» Data excerpts
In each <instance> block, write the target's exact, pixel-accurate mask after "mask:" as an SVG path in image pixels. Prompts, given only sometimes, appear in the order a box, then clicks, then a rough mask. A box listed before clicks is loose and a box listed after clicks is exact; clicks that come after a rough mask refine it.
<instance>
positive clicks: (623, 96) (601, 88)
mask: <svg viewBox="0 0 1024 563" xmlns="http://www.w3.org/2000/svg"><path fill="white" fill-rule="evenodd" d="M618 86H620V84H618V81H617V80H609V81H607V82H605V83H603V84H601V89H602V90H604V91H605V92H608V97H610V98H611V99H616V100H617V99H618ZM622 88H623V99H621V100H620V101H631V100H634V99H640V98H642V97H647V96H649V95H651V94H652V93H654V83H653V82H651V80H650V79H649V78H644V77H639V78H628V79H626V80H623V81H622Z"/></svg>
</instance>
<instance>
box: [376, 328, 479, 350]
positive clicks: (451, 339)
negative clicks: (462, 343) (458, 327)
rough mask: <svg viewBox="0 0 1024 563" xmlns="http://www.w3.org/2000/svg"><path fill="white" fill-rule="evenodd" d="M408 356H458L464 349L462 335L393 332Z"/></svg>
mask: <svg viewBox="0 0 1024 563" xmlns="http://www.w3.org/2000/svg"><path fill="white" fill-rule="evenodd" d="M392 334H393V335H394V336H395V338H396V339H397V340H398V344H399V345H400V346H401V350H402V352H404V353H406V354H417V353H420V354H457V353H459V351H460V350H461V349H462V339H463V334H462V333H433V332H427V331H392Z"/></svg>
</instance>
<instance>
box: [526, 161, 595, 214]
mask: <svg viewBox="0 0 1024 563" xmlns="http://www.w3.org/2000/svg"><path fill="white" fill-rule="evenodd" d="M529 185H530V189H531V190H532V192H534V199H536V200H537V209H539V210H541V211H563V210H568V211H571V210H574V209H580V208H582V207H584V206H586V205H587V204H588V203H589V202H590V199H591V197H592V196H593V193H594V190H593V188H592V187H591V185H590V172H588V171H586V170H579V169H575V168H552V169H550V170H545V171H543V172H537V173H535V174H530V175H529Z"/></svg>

» Task prompt
Using the listing above, print every entry verbatim.

» Output of the exercise
In each <instance> block, write the target's exact, pixel-accurate mask after "mask:" as an SVG path in image pixels. Prompts, given only sometimes, appear in the order a box, then clicks, then a rough mask. A box listed before clicks is loose and a box listed after clicks is exact; clicks that come after a rough mask refine it.
<instance>
positive clicks: (623, 96) (601, 88)
mask: <svg viewBox="0 0 1024 563" xmlns="http://www.w3.org/2000/svg"><path fill="white" fill-rule="evenodd" d="M618 86H620V84H618V81H617V80H609V81H607V82H605V83H603V84H601V89H602V90H604V91H605V92H608V97H610V98H611V99H616V100H617V99H618ZM622 88H623V99H621V100H620V101H631V100H634V99H640V98H642V97H647V96H649V95H651V94H652V93H654V83H653V82H651V80H650V79H649V78H644V77H639V78H628V79H626V80H623V81H622Z"/></svg>
</instance>
<instance>
box: [376, 328, 479, 350]
positive clicks: (451, 339)
negative clicks: (462, 343) (458, 327)
rough mask: <svg viewBox="0 0 1024 563" xmlns="http://www.w3.org/2000/svg"><path fill="white" fill-rule="evenodd" d="M408 356H458L464 349L462 335L393 332Z"/></svg>
mask: <svg viewBox="0 0 1024 563" xmlns="http://www.w3.org/2000/svg"><path fill="white" fill-rule="evenodd" d="M392 334H393V335H394V336H395V338H396V339H397V340H398V344H399V345H400V346H401V350H402V352H404V353H406V354H417V353H420V354H457V353H459V351H460V350H461V349H462V339H463V334H462V333H433V332H427V331H392Z"/></svg>
</instance>
<instance>
box: [526, 161, 595, 214]
mask: <svg viewBox="0 0 1024 563" xmlns="http://www.w3.org/2000/svg"><path fill="white" fill-rule="evenodd" d="M529 185H530V189H531V190H532V192H534V199H536V200H537V209H539V210H541V211H563V210H568V211H571V210H574V209H580V208H582V207H584V206H586V205H587V204H588V203H589V202H590V199H591V197H592V196H593V193H594V190H593V188H592V187H591V185H590V172H588V171H586V170H579V169H575V168H552V169H550V170H545V171H543V172H537V173H535V174H530V175H529Z"/></svg>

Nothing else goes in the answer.